_Required work_: Repeat, exactly and alone, every line from the line that contains "Mark every instance of the white window" to the end of the entries.

━━ Supplied material ━━

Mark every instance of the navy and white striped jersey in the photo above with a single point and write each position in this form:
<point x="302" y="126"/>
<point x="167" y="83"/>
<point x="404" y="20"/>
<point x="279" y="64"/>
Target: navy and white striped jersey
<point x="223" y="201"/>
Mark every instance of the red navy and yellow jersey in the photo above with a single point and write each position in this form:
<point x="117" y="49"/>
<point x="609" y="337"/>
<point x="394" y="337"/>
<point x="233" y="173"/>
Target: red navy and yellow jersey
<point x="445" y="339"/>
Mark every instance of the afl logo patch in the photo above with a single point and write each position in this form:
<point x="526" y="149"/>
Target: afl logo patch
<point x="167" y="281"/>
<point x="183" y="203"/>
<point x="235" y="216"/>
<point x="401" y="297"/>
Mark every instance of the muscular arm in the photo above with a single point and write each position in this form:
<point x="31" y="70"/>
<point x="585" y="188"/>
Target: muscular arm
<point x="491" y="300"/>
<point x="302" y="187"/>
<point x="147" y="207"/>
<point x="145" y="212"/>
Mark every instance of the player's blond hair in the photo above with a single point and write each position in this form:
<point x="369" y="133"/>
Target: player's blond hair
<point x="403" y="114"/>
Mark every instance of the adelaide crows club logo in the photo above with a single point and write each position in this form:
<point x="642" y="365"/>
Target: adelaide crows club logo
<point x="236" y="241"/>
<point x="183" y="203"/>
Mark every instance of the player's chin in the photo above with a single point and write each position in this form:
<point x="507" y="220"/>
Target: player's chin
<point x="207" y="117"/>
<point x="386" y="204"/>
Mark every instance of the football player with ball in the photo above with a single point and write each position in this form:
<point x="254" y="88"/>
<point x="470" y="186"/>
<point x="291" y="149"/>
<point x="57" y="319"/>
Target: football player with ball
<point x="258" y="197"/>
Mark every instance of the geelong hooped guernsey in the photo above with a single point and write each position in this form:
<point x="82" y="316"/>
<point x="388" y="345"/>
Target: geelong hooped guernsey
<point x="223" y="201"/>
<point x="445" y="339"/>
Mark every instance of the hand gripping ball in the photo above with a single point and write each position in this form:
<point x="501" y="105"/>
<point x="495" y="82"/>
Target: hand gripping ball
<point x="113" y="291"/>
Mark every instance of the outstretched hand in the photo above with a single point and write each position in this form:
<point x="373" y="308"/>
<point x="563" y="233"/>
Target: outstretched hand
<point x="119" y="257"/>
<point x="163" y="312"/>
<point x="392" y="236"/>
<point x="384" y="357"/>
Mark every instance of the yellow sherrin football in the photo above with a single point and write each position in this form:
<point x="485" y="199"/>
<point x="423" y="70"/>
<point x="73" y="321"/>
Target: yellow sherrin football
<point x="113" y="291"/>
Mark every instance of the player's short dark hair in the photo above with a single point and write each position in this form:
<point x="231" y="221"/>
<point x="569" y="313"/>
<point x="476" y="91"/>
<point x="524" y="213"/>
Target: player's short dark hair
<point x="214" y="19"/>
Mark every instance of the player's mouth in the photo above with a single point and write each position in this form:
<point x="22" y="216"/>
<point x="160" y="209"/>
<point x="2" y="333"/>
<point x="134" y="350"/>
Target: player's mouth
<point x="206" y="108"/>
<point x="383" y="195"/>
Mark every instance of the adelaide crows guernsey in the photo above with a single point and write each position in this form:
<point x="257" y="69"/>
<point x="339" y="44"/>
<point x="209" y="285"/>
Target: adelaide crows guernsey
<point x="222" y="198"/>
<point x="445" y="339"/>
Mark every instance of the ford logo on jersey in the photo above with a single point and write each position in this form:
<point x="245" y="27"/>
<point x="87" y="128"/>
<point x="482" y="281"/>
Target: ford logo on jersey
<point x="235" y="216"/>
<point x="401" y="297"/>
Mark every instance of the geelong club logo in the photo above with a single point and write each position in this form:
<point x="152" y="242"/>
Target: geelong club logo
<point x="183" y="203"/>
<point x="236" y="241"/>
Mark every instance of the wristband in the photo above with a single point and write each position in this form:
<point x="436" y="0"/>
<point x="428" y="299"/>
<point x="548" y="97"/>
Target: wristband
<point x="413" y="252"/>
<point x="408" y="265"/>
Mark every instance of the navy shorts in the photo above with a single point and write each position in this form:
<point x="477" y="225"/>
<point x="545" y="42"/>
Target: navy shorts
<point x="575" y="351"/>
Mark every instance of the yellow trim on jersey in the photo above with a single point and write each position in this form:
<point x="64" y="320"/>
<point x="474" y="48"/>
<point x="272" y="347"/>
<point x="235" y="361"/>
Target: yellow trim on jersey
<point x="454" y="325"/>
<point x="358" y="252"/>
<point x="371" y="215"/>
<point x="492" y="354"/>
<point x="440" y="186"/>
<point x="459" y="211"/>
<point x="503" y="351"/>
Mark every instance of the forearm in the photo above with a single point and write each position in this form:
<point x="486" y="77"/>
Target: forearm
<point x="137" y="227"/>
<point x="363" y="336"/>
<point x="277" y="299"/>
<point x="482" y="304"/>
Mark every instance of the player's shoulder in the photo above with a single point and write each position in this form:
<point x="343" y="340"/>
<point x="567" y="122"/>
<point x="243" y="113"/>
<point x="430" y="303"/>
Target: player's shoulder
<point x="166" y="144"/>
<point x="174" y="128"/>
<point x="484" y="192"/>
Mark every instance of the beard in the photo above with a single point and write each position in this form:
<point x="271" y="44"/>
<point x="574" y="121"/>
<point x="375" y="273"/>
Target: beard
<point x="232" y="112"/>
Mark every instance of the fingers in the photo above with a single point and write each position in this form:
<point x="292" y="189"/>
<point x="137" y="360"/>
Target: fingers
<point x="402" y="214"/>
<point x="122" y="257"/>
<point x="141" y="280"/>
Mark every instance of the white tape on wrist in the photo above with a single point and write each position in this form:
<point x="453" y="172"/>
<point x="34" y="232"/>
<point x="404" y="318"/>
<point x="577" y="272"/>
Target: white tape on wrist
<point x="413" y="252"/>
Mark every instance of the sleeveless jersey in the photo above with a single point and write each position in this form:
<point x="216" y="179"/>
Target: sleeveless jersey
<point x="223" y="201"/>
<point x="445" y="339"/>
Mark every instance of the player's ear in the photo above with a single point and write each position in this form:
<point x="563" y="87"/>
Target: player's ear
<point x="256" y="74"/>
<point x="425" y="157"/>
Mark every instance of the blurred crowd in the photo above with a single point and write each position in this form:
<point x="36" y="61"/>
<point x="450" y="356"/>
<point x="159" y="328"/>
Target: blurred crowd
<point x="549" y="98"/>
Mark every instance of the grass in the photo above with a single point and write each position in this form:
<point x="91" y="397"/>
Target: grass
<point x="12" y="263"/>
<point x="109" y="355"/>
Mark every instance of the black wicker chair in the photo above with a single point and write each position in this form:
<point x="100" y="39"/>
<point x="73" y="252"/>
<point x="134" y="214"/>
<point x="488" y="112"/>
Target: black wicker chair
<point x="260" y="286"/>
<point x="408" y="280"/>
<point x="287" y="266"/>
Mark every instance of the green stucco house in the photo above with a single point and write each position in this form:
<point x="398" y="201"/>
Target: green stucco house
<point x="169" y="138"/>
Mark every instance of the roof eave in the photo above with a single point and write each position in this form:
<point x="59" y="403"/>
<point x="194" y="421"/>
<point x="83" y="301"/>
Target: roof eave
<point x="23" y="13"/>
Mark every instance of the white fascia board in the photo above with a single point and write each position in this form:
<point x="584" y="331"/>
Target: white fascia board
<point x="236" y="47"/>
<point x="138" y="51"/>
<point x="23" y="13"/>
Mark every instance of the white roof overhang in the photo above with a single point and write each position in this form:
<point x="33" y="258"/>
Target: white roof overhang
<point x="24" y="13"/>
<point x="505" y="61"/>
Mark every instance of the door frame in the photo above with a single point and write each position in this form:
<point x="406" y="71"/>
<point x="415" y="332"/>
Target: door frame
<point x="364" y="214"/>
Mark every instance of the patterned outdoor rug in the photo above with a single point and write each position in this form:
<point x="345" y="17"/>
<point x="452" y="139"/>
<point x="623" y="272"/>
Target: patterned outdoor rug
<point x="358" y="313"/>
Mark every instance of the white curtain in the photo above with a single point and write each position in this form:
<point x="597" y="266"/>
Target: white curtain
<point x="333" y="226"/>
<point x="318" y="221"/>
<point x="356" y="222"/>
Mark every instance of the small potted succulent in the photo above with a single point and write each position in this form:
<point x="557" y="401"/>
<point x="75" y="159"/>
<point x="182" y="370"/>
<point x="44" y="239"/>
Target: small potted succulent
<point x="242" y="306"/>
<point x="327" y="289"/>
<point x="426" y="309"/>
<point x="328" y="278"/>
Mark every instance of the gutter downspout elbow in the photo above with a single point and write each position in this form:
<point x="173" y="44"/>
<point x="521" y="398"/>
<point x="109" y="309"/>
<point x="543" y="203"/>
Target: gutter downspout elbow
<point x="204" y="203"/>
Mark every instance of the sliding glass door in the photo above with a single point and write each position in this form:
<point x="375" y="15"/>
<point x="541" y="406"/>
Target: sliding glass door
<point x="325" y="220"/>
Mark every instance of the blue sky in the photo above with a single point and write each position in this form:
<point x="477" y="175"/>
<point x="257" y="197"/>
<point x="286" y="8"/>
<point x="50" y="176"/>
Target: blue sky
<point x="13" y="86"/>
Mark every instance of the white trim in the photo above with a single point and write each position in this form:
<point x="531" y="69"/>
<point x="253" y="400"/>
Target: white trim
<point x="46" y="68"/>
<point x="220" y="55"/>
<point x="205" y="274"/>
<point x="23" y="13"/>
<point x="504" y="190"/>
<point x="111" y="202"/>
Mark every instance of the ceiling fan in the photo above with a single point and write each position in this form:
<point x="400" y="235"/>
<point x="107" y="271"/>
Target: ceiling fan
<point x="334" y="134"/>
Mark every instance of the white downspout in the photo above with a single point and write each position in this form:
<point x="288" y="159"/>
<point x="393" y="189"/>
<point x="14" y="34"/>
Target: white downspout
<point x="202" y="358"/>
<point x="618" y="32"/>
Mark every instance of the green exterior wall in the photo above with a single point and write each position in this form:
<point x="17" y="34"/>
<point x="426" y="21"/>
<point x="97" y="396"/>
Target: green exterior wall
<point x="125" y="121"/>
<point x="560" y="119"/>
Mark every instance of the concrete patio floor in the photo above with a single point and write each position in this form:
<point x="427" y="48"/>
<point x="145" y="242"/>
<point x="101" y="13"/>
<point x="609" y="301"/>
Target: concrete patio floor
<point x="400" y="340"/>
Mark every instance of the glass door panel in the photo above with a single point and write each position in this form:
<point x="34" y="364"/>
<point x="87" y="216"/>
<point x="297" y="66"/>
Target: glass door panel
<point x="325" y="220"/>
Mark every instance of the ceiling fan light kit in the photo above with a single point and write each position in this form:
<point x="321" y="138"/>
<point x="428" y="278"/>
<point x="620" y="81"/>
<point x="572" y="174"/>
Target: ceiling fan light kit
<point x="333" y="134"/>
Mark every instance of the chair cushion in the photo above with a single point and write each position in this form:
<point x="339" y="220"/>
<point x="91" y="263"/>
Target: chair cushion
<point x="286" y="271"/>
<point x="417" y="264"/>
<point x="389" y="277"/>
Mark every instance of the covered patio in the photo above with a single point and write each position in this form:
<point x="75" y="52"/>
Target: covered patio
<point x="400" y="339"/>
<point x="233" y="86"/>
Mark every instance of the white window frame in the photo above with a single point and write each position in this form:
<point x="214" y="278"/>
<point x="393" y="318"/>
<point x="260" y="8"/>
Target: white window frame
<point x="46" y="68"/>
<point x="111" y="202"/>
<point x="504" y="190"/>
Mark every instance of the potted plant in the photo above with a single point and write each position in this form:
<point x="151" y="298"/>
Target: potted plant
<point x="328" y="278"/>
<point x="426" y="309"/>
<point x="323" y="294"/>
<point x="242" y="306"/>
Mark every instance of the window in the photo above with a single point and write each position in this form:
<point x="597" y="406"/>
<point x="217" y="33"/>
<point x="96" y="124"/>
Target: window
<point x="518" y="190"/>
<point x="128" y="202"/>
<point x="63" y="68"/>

━━━

_Solution_:
Mark every instance of the white window frame in the photo above with a single point and write each position in this form:
<point x="214" y="278"/>
<point x="393" y="318"/>
<point x="260" y="8"/>
Target: white window frame
<point x="46" y="68"/>
<point x="111" y="202"/>
<point x="504" y="190"/>
Mark every instance of the potted plant in the photo above with a single point and write each position in this form:
<point x="151" y="298"/>
Target: potted plant
<point x="328" y="278"/>
<point x="426" y="309"/>
<point x="323" y="294"/>
<point x="242" y="306"/>
Mark every instance of the window in the photo above with a single point and write each position in this form:
<point x="597" y="406"/>
<point x="217" y="33"/>
<point x="96" y="124"/>
Target: window
<point x="518" y="190"/>
<point x="128" y="202"/>
<point x="63" y="68"/>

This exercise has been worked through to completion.